= Exercise details =
Everything from the line holding "Set-play tagging: locate each instance of the loudspeaker" through the last line below must be repeated exactly, and nothing else.

------

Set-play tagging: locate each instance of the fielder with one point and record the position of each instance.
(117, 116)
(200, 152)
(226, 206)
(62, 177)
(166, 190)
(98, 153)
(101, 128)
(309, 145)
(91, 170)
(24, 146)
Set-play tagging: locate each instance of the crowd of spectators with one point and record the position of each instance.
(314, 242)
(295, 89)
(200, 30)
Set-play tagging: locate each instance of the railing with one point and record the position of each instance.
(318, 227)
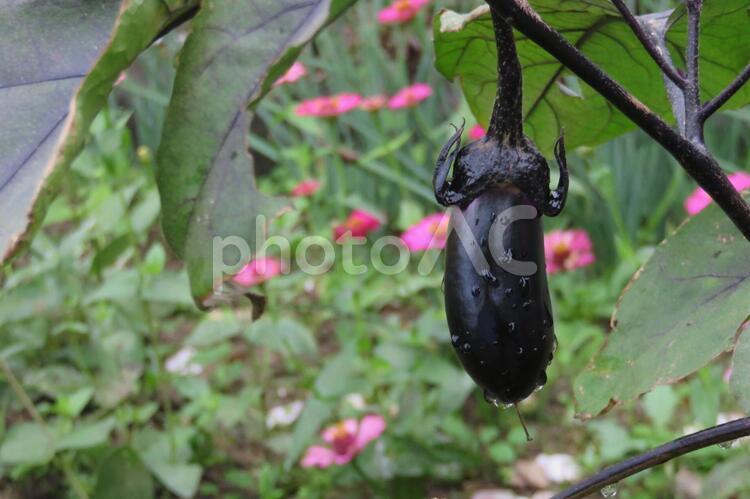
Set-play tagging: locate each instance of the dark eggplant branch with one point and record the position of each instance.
(659, 57)
(693, 157)
(714, 104)
(506, 123)
(613, 474)
(693, 123)
(688, 150)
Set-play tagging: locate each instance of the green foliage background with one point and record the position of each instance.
(95, 306)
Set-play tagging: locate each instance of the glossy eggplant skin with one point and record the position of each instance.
(500, 323)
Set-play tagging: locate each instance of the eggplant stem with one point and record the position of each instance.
(506, 124)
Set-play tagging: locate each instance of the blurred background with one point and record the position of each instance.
(348, 385)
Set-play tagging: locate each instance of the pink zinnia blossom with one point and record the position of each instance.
(698, 200)
(358, 224)
(477, 132)
(566, 250)
(305, 188)
(400, 11)
(410, 96)
(327, 106)
(373, 103)
(346, 439)
(430, 232)
(258, 271)
(294, 73)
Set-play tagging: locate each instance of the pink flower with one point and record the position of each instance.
(477, 132)
(327, 106)
(373, 103)
(305, 188)
(358, 224)
(294, 73)
(400, 11)
(698, 200)
(346, 439)
(258, 271)
(430, 232)
(410, 96)
(566, 250)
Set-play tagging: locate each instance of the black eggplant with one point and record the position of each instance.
(496, 296)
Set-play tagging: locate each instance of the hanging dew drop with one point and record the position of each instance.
(609, 491)
(491, 398)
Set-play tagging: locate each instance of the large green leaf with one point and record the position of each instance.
(740, 380)
(205, 176)
(681, 310)
(122, 474)
(553, 97)
(58, 62)
(27, 443)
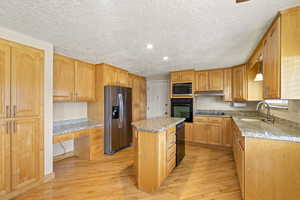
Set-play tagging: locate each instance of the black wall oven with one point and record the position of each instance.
(182, 108)
(182, 89)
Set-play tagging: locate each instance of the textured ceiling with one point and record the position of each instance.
(197, 34)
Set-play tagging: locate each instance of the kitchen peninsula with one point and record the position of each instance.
(155, 150)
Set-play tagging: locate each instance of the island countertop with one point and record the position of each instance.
(158, 124)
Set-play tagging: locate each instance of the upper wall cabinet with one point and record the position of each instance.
(239, 83)
(115, 76)
(211, 80)
(73, 80)
(271, 62)
(281, 57)
(183, 76)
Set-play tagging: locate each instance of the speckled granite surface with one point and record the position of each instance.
(158, 124)
(266, 130)
(281, 130)
(67, 126)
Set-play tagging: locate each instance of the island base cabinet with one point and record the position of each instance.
(272, 169)
(150, 159)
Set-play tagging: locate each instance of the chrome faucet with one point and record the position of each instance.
(258, 108)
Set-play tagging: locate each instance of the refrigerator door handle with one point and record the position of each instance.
(121, 106)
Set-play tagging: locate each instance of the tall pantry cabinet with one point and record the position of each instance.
(21, 108)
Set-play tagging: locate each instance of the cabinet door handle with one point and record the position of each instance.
(7, 112)
(15, 127)
(7, 127)
(15, 110)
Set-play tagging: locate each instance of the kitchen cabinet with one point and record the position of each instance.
(84, 81)
(214, 135)
(5, 69)
(271, 63)
(228, 84)
(115, 76)
(212, 130)
(21, 138)
(183, 76)
(211, 80)
(25, 152)
(200, 132)
(73, 80)
(188, 128)
(227, 139)
(139, 98)
(239, 157)
(26, 79)
(5, 161)
(239, 81)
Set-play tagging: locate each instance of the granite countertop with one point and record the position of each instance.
(157, 125)
(264, 130)
(67, 126)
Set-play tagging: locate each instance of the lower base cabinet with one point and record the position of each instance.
(21, 150)
(210, 130)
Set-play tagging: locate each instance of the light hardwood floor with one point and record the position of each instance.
(204, 174)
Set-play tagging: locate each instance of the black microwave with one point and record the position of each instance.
(182, 89)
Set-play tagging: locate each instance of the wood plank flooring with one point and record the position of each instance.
(204, 174)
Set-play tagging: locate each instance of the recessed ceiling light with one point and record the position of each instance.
(149, 46)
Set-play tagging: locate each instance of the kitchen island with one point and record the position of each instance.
(154, 142)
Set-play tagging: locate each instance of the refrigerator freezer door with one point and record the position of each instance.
(111, 123)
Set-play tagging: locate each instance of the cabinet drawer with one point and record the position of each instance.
(171, 152)
(172, 130)
(171, 139)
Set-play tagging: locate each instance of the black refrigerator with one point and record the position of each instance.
(118, 117)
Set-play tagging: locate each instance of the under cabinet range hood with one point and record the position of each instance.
(216, 93)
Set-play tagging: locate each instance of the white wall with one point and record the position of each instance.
(48, 105)
(66, 111)
(158, 98)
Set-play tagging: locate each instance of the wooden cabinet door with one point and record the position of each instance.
(215, 79)
(123, 78)
(200, 133)
(85, 81)
(202, 81)
(5, 168)
(63, 78)
(271, 63)
(214, 133)
(26, 81)
(187, 76)
(175, 76)
(239, 83)
(25, 152)
(227, 137)
(228, 85)
(188, 131)
(4, 81)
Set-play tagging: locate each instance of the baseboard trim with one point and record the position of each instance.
(211, 146)
(63, 156)
(16, 193)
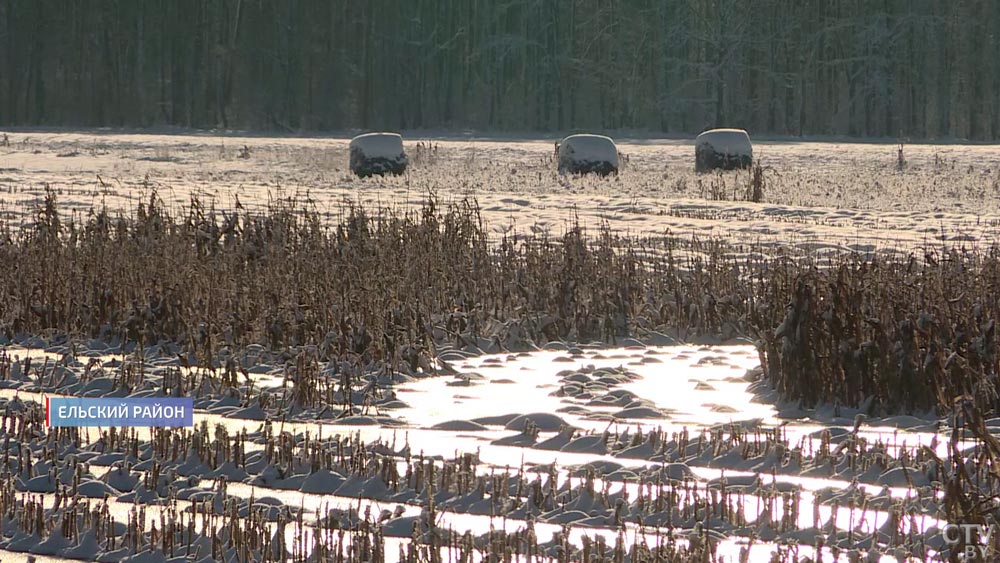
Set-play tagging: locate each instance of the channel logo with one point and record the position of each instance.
(148, 412)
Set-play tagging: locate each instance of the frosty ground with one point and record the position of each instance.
(827, 194)
(646, 439)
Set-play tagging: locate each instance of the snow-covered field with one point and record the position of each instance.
(839, 194)
(644, 442)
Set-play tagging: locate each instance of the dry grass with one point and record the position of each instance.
(895, 334)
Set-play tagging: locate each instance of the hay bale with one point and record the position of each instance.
(725, 149)
(585, 154)
(377, 153)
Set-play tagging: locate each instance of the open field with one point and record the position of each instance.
(383, 371)
(845, 195)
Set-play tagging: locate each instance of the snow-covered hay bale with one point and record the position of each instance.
(725, 149)
(377, 153)
(583, 154)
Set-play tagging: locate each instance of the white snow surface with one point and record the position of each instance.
(379, 145)
(727, 141)
(589, 148)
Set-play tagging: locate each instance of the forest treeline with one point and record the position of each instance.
(886, 68)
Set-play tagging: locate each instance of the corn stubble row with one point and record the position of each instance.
(895, 334)
(385, 290)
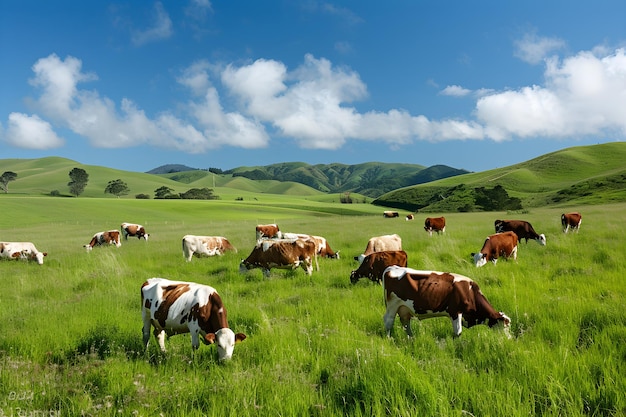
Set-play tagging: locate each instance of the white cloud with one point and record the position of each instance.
(534, 49)
(582, 95)
(235, 106)
(455, 91)
(30, 132)
(161, 28)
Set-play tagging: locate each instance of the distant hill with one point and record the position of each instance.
(579, 175)
(170, 168)
(371, 179)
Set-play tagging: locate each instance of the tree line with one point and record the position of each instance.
(79, 178)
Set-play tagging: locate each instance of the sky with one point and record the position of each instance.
(474, 85)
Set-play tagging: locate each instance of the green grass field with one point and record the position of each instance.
(70, 330)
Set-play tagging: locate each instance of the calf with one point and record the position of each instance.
(21, 250)
(521, 228)
(133, 230)
(268, 231)
(571, 221)
(281, 254)
(175, 307)
(375, 264)
(500, 244)
(205, 245)
(112, 237)
(379, 244)
(435, 224)
(427, 294)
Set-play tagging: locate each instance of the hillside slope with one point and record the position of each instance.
(578, 175)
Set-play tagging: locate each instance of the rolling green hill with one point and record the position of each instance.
(579, 175)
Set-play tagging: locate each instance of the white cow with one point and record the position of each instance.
(21, 250)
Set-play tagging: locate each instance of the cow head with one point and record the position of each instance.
(225, 339)
(480, 259)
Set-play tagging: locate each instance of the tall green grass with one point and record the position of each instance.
(70, 330)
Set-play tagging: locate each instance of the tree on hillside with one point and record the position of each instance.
(79, 179)
(117, 188)
(6, 178)
(163, 192)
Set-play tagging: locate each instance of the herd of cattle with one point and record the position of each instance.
(173, 307)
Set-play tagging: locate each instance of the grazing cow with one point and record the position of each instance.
(427, 294)
(571, 221)
(521, 228)
(175, 307)
(112, 237)
(21, 250)
(268, 231)
(205, 245)
(132, 229)
(281, 254)
(322, 248)
(375, 264)
(435, 224)
(379, 244)
(500, 244)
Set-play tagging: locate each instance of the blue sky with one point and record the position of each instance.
(470, 84)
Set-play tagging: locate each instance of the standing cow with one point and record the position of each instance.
(281, 254)
(379, 244)
(268, 231)
(134, 230)
(175, 307)
(500, 244)
(375, 264)
(111, 237)
(21, 250)
(427, 294)
(522, 228)
(205, 246)
(571, 221)
(435, 224)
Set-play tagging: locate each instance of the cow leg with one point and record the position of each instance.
(457, 325)
(405, 319)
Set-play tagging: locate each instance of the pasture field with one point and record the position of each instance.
(70, 330)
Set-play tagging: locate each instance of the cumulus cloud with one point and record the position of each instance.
(30, 132)
(583, 95)
(161, 28)
(314, 105)
(534, 49)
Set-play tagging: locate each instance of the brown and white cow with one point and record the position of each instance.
(281, 254)
(500, 244)
(111, 237)
(21, 250)
(134, 230)
(322, 248)
(268, 231)
(522, 228)
(435, 224)
(205, 245)
(375, 264)
(571, 221)
(426, 294)
(379, 244)
(175, 307)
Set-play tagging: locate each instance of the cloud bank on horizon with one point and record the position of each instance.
(315, 105)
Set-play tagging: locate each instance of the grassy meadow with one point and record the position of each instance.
(70, 330)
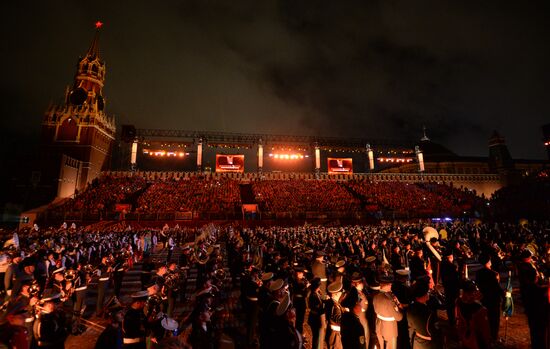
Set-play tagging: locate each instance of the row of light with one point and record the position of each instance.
(165, 153)
(288, 156)
(394, 160)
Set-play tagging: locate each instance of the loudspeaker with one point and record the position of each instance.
(128, 133)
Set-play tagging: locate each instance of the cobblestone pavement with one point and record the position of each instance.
(517, 336)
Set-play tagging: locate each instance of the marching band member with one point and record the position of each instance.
(316, 306)
(298, 286)
(288, 336)
(472, 321)
(422, 320)
(50, 328)
(334, 315)
(388, 313)
(135, 323)
(353, 331)
(488, 282)
(450, 278)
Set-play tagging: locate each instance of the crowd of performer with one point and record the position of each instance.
(382, 287)
(385, 286)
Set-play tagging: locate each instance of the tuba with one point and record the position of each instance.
(430, 233)
(203, 244)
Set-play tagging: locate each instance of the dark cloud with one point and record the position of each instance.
(379, 69)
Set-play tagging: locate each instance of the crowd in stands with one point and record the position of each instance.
(102, 194)
(531, 198)
(194, 194)
(223, 195)
(431, 198)
(303, 196)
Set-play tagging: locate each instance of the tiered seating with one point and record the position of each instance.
(195, 194)
(303, 195)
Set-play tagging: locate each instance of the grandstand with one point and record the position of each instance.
(148, 196)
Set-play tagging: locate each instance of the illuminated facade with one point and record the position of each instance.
(79, 128)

------

= Answer for the task =
Set-play tagging: locate each instance of the loudspeaker with one point and record the position of each instance.
(128, 133)
Set-play tagging: locate each instance of the cobblestone pavement with one point and record the position of each instance.
(517, 336)
Set-play tagging: locate each instance of the marching band member with one point and record the position of each instance.
(316, 306)
(298, 286)
(288, 336)
(472, 321)
(422, 320)
(50, 328)
(334, 315)
(388, 313)
(135, 323)
(353, 331)
(488, 282)
(450, 278)
Set-play tagging: locate each instance of the crowd of performer with one point and record the position of each instance.
(382, 287)
(385, 286)
Set-play tagging: locate each instance of the tuba with one point and record the position of each instance.
(430, 233)
(203, 244)
Set-play tagging: locate each instance of the dark cloud with one point and record the position of each instance.
(379, 69)
Set-play tagging: locate each instance of the crowd in stands with one point and record the position of each instance.
(102, 194)
(531, 198)
(194, 194)
(223, 195)
(431, 198)
(303, 196)
Set-play tagging: locate each instance of the tiered seating with one point and record the position of each instance.
(195, 194)
(303, 195)
Set-play tagging: locate each instance of the grandstand with one point and record the position of each instance.
(148, 196)
Set-play tagging: locate each instance of the illuminated facade with one point and record the position of each instance.
(79, 128)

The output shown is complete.